[Dataset excerpts]
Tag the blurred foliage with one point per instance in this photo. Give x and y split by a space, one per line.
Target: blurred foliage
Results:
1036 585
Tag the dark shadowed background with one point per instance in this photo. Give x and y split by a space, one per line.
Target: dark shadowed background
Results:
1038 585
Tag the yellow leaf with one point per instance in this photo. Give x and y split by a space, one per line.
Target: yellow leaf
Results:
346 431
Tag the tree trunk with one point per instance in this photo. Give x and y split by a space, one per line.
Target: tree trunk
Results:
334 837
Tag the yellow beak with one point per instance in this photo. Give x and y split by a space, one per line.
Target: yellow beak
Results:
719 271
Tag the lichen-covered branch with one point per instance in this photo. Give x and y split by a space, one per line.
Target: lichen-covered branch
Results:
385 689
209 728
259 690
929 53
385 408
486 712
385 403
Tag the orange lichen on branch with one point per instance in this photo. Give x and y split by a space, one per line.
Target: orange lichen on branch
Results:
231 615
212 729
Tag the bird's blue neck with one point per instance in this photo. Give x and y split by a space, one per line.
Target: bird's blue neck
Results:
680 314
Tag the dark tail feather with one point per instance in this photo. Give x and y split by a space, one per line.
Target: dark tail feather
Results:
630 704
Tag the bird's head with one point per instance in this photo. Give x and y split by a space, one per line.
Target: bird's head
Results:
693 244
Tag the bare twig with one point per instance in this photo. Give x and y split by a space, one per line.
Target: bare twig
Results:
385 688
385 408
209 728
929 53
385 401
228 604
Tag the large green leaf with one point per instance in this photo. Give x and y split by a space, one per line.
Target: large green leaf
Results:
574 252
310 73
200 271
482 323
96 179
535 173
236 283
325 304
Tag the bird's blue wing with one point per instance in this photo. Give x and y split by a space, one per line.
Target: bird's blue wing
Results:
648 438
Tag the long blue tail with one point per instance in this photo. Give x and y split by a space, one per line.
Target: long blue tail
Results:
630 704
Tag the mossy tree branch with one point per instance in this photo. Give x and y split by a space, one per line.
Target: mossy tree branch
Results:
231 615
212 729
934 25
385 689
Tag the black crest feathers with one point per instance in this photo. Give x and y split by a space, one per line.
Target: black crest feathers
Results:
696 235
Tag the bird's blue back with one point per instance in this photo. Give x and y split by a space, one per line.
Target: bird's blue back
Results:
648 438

### WHAT NEEDS TO BE DONE
A single figure is required: the number of lines in the entries that hold the string "tree".

### REPLY TO THE TASK
4